Required task: Copy the material below word for word, and leave the pictures out.

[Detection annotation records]

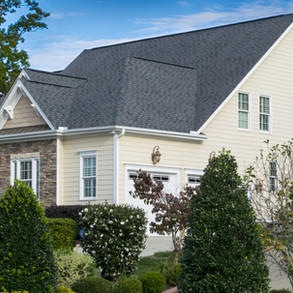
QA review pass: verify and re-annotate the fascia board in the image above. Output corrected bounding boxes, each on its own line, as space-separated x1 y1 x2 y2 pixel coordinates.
19 81 55 130
197 22 293 133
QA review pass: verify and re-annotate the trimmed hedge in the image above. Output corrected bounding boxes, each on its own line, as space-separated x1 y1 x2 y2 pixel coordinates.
45 205 87 240
117 278 142 293
47 218 76 249
0 181 57 293
141 272 166 293
72 277 112 293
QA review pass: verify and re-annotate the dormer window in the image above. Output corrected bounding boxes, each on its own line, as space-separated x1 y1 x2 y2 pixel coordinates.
238 93 250 130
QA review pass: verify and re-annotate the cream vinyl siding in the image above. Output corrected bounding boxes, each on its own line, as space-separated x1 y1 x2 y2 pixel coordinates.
3 97 46 129
119 25 293 203
60 135 113 205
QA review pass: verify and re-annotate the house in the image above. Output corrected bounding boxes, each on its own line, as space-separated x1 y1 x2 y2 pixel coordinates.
0 14 293 226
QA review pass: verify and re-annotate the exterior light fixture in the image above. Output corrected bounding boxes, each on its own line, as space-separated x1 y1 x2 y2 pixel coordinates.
152 145 161 164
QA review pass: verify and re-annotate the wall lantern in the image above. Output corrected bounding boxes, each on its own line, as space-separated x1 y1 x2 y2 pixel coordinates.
152 145 161 164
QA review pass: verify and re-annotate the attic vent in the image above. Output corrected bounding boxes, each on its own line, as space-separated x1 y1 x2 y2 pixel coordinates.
31 104 41 117
4 105 13 119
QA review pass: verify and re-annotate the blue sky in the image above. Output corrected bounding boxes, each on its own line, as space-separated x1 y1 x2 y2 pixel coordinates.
16 0 293 70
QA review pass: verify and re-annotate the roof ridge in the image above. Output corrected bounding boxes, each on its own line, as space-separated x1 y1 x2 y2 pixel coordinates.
83 13 293 52
26 80 74 89
26 68 87 80
132 55 196 70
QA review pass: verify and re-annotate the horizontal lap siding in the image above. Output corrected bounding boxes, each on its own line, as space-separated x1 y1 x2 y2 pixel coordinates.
60 135 113 205
119 26 293 203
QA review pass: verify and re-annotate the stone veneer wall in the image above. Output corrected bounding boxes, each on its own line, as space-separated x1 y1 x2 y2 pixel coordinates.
0 139 57 206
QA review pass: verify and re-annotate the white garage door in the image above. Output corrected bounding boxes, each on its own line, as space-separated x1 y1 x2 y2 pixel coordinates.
126 170 179 236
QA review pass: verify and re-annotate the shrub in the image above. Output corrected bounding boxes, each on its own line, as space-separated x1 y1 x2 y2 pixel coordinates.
55 285 75 293
179 151 269 293
117 278 142 293
141 272 166 293
0 181 57 293
81 203 147 279
169 263 182 286
45 205 87 239
47 218 76 249
54 249 95 287
72 277 112 293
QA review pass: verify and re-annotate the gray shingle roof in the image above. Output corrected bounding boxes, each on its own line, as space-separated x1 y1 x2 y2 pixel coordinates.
21 14 293 132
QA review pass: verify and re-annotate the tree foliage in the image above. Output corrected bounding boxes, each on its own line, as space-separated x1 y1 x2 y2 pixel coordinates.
0 0 49 95
247 139 293 287
130 170 195 252
179 151 268 293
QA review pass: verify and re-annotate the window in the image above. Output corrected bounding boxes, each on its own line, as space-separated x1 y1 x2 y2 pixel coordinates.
269 161 277 192
11 158 40 197
259 96 270 132
238 93 249 130
80 152 97 200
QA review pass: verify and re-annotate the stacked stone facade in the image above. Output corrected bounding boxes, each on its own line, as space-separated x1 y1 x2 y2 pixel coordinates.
0 139 57 206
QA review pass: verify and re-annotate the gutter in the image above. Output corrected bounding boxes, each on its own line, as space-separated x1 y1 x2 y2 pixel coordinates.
112 128 125 205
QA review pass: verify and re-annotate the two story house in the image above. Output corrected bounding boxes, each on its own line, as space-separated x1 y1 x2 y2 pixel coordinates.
0 14 293 226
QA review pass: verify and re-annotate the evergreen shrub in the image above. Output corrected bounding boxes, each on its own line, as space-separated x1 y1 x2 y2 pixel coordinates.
81 203 147 279
117 278 142 293
141 272 166 293
72 277 112 293
45 205 87 240
55 285 75 293
54 249 95 287
179 150 269 293
47 218 76 249
0 181 57 293
168 263 182 286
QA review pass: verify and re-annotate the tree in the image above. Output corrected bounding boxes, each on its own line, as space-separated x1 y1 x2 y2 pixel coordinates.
130 170 195 252
0 181 57 293
246 139 293 287
0 0 50 96
179 150 269 293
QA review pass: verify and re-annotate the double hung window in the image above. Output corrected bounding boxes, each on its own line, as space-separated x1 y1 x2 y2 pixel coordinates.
259 96 270 132
80 152 97 199
238 93 250 130
10 158 40 197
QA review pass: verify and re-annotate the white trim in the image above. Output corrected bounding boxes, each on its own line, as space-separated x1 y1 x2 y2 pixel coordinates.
79 151 98 201
258 94 272 134
198 22 293 133
237 91 252 131
56 137 63 206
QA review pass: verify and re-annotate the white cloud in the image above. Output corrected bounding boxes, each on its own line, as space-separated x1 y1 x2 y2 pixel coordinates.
136 0 293 34
27 37 137 71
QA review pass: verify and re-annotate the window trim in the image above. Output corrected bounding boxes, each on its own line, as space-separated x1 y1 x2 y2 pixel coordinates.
258 94 272 133
79 151 98 201
237 91 252 131
10 157 40 198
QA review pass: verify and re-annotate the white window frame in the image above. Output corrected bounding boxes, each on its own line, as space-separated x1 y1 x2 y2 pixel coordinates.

Correct response:
QA review pass: verify and re-annotate the fascia board in the image above. Output corrected bounding boxes, each on its own line, as space-separated x1 y1 x2 y2 pixel coordinates.
19 81 55 130
197 22 293 133
QA review pass: verify and re-annotate the trimmed hedge in the image above. Output corrected bounding boxes, each on its own line, as space-separated x1 y1 x2 y2 pixel coordinates.
45 205 87 240
117 278 142 293
47 218 76 249
0 181 57 293
141 272 166 293
72 277 112 293
QA review pass: verify and re-annotate the dormer window in the image above. Output corrected bounding boxes, each on its own line, as space-separated x1 y1 x2 y2 pixel coordinates.
238 93 250 130
QA review pass: verify and re-annotate the cream vinyl siding in the image above. Output corrected bounding boxes, each on its own line, as space-separated x1 y1 x2 y2 pixel coordinates.
3 97 46 129
119 25 293 203
60 135 113 205
QA review pass: verify and re-annotate the house in the image above. Output corrected bounding boxes, each on its own line, as space-separated x1 y1 x2 y2 pixel coordinates.
0 14 293 226
QA review pass: verify and re-annotate the exterior light fixture in the image above. Output corrected bounding boxes, each on its own line, as space-separated x1 y1 x2 y2 pixel coordinates.
152 145 161 164
QA review pass: verify and re-annotate the wall lantern in the image above. Output corrected bounding boxes, each on its own line, as space-separated x1 y1 x2 y2 pixel coordinates.
152 145 161 164
QA review pass: verify and re-annotate the attic vent in the image above. Output corrected bounding boxes, each on its own line, as space-separated x1 y1 x2 y2 pixel coordinates.
31 104 41 117
4 105 13 119
QA review pass: verify and re-annotate the blue sky in the image above. Output corrected bounding boxes, each on its own line, as space-separated x1 y1 x2 y2 pixel coordinates.
16 0 293 70
QA review pass: verify and re-annotate the roof ridge in the image above. Output corrected bounding boxes, each on its own line, as space-separated x1 y1 x2 y2 pixel coordinates.
83 13 293 52
26 80 74 89
26 68 87 80
132 55 196 70
QA review pass: verify and re-annotate the horizontal lap siding in the image above. Output corrected bounding boxes, each on its own line, as space-separated x1 y1 x2 y2 pixel coordinates.
60 135 113 205
119 26 293 203
QA review pass: verify and re-annotate the stone veneer wall in the image above. Output corrected bounding boxes, each on its own line, as space-separated x1 y1 x2 y2 pixel coordinates.
0 139 57 206
QA review pass: verify and re-annotate the white garage door in the image above. Output corrected bounding boxes, each on its own line, as space-separated x1 y1 x2 y2 pixel coordinates.
126 170 179 236
QA review pass: verify and re-annotate the shrub in the image above. Output corrected bounding boxes, each on its own line, as space-separated x1 y1 x2 y2 pixel coordinates.
55 285 75 293
179 151 269 293
117 278 142 293
141 272 166 293
0 181 57 293
81 203 147 279
169 263 182 286
45 205 87 239
47 218 76 249
54 249 95 287
72 277 112 293
QA review pass: verify and re-annotate the gray shingle roof in the image above. Output corrected bounding boxes, each on its own line, as space-separated x1 y1 x2 y2 pixel coordinates.
21 14 293 132
QA review pass: verify and re-annotate the tree foliage in the image above. Output corrected bounding boxes, each on its own line, as space-separated x1 y1 x2 y2 pixel coordinates.
0 0 49 95
247 139 293 287
130 170 195 252
179 151 268 293
QA review pass: verify and re-annotate the window in the image above. Output corrected bounding boxes, each on its own line, as space-separated x1 y1 x2 y2 pixel coordinates.
269 161 277 192
11 158 40 197
259 96 270 132
238 93 249 130
80 152 97 200
QA review pass: verify and re-annotate the stacked stone facade in the image above. Output corrected bounding boxes, each on its own line, as space-separated x1 y1 x2 y2 pixel coordinates.
0 139 57 206
QA review pass: verify and re-annotate the gutter in the image above. Output corrected bounding boxes, each on its own line, as space-separated x1 y1 x2 y2 pixel coordinates.
112 128 125 205
QA review pass: verify and re-annotate the two story house in the image above. Output corrected bounding boxes, each on its own line, as space-separated x1 y1 x2 y2 pixel coordinates.
0 14 293 226
QA review pass: verify and re-annotate the evergreen shrub in the image above. Output corrected bounding boxes, each on its own line, as space-separated x1 y1 x2 y2 pixel coordinates.
81 203 147 279
117 278 142 293
141 272 166 293
72 277 112 293
45 205 87 240
55 285 75 293
54 249 95 287
179 150 269 293
47 218 76 249
0 181 57 293
168 263 182 286
QA review pass: verify and re-annotate the tree in the image above. Output corrected bounding boxes, each on its own line, as space-separated x1 y1 x2 y2 pixel coordinates.
130 170 195 252
0 181 57 293
246 139 293 287
0 0 50 96
179 150 269 293
QA review pass: verify and re-annotate the double hung window in the image above. Output corrected bounding boxes, each on its own line, as space-separated x1 y1 x2 y2 pixel coordinates.
259 96 270 132
80 152 97 199
238 93 250 130
10 158 40 197
QA review pass: verify and re-annotate the white trim in the image above. Output corrected bounding boxes, each on its own line, as space-separated x1 y1 x2 y2 pixel coordinates.
79 151 98 201
258 94 272 134
198 22 293 133
237 91 252 131
56 137 63 206
QA review pass: verify and re-annotate the white cloud in the image above. Output corrected bounding boxes, each on its own line, as space-separated x1 y1 x2 y2 pixel coordinates.
136 0 293 34
27 37 137 71
QA review pass: verify and re-annotate the window trim in the image above. Output corrected bounding boxes, each on its own line, as space-separated x1 y1 x2 y2 pixel coordinates.
258 94 272 133
79 151 98 201
237 91 252 131
10 157 40 198
QA review pass: verify and re-annotate the white window frame in the image above. Output corrected bounding boxes, each on its own line, as space-separated x1 y1 x2 y2 pixel coordinates.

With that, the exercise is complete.